## Directions for this task:
Please copy the data below, renaming "outdoor structure" to "farm building" wherever it appears and keeping everything else the same. Leave the pictures out of your answer.

## Records supplied:
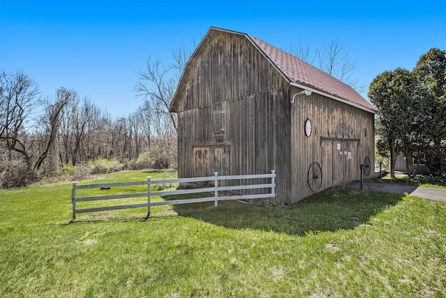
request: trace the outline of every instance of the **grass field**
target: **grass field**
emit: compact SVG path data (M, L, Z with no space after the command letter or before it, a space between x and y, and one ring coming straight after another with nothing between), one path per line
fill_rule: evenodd
M209 202L153 207L148 220L139 209L71 222L70 188L0 191L0 297L446 293L445 202L334 188L291 208Z

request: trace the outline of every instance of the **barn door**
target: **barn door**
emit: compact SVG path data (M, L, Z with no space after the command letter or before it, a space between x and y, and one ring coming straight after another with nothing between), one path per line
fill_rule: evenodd
M357 166L357 143L351 141L332 142L333 167L332 184L343 184L355 179L354 173Z
M192 175L194 177L220 176L229 173L231 147L228 145L195 146L193 147Z

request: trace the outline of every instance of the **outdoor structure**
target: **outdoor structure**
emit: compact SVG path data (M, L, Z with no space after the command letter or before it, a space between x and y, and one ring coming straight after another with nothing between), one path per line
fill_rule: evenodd
M171 106L178 177L277 173L293 204L374 174L376 109L351 87L254 36L211 27Z
M414 154L414 156L416 155ZM407 158L407 161L406 161ZM406 163L407 161L407 163ZM431 165L436 170L440 172L446 172L446 156L441 156L439 160L434 161L434 158L431 155L423 155L421 158L420 165L417 169L417 174L432 174L432 172L429 169L429 165ZM399 155L397 156L395 162L395 170L399 172L408 172L408 174L413 173L417 167L417 159L413 156L403 156Z

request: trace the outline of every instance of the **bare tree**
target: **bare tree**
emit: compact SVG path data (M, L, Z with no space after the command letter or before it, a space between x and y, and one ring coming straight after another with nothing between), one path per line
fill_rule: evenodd
M314 50L299 42L296 46L291 44L285 50L350 85L358 93L367 90L365 84L360 83L354 78L356 63L345 53L344 45L339 40L331 40L323 49Z
M61 92L59 92L59 91ZM61 126L61 115L63 114L63 110L68 105L71 98L69 94L63 92L65 89L59 89L58 91L58 98L54 103L48 101L45 105L45 114L40 117L40 125L45 127L44 138L46 139L45 147L43 151L40 154L39 157L34 164L34 170L38 170L43 161L48 156L49 151L55 143L58 135L59 129ZM59 93L61 94L60 96Z
M0 73L0 140L6 144L9 161L15 151L30 164L24 136L40 103L37 84L23 71Z
M139 81L135 91L148 103L151 113L158 116L161 121L167 121L178 132L178 119L175 113L169 111L174 98L178 80L170 72L172 66L166 66L160 59L152 63L150 58L146 63L146 70L138 73Z

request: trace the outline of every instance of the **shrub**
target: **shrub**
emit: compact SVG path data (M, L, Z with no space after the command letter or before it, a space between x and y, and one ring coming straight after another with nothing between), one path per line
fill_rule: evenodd
M263 208L284 208L285 201L282 198L268 198L267 199L256 200L256 205Z
M98 158L89 161L89 167L91 174L108 174L122 170L123 165L116 158Z
M65 165L63 165L61 170L62 174L68 174L68 175L72 174L72 173L75 172L75 170L76 170L76 167L75 167L74 165L71 165L68 163L66 163Z

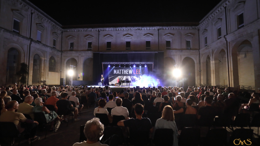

## Solution to this exercise:
request: trace the outline of every instance of the **grass field**
target: **grass field**
emit: compact SVG path data (M, L, Z with no space after the command letter or before it, a space between x and y, and one ring coming straight after another with nothing between), one path per line
fill_rule: evenodd
M209 202L153 207L148 220L139 209L71 222L70 188L0 191L0 297L446 293L445 202L334 188L291 208Z

request: trace the outline of every instance of the **barn door**
target: **barn door**
emit: compact SVG path data (M, L, Z with no space after the command letter or before it, a space between x and y, and one ring coming straight after another with nothing between), one path per line
fill_rule: evenodd
M357 166L357 143L351 141L332 142L333 167L332 184L343 184L355 179L354 173Z
M192 175L194 177L220 176L229 173L231 147L228 145L195 146L193 147Z

request: trace the outline of every instance of the **farm building**
target: **farm building**
emit: compact SVG path data (M, L, Z with no space after the command letter or before it, a space between x and y, and one ring coming straight after another with nothing between), one path per line
fill_rule: evenodd
M171 106L178 177L277 173L293 204L374 174L376 109L351 87L254 36L211 27Z
M414 154L414 156L416 155ZM407 158L407 161L406 161ZM406 163L407 161L407 163ZM431 165L436 170L440 172L446 172L446 156L441 156L439 160L434 161L434 158L431 155L423 155L421 158L420 165L417 169L417 174L432 174L432 172L429 169L429 165ZM399 155L397 156L395 162L395 170L399 172L408 172L408 174L413 173L417 167L417 159L413 156L403 156Z

request: trace the outline of every instance of the **bare tree**
target: **bare tree**
emit: compact SVG path data (M, L, Z with no space after the command letter or before it, a space between x and y, and one ring coming straight after another with nothing between), one path per line
fill_rule: evenodd
M314 50L299 42L296 46L291 44L285 50L350 85L358 93L367 90L365 84L360 83L354 78L356 63L345 53L344 45L339 40L331 40L323 49Z
M61 92L59 92L59 91ZM61 126L61 115L63 114L63 110L68 105L71 98L69 94L63 92L65 89L59 89L58 91L58 98L54 103L48 101L45 105L45 114L40 117L40 125L45 127L44 138L46 139L45 147L43 151L40 154L39 157L34 164L34 170L38 170L43 161L48 156L49 151L55 143L58 135L59 129ZM59 93L61 94L60 96Z
M0 73L0 140L6 144L9 161L15 151L30 164L24 136L40 103L37 84L23 71Z
M139 81L135 91L148 103L151 113L158 116L161 121L167 121L178 132L178 119L175 113L169 111L174 98L178 80L170 72L172 66L166 66L160 59L152 63L150 58L146 63L146 70L138 73Z

request: trace the outline of every instance of the **shrub**
target: **shrub**
emit: compact SVG path data (M, L, Z with no space after the command letter or before it, a space between x and y, and one ring coming straight after another with nothing between), one path per line
fill_rule: evenodd
M263 208L284 208L285 201L282 198L268 198L267 199L256 200L256 205Z
M98 158L89 161L89 167L91 174L108 174L122 170L123 165L116 158Z
M65 165L63 165L61 170L62 174L68 174L68 175L72 174L72 173L75 172L75 170L76 170L76 167L75 167L74 165L71 165L68 163L66 163Z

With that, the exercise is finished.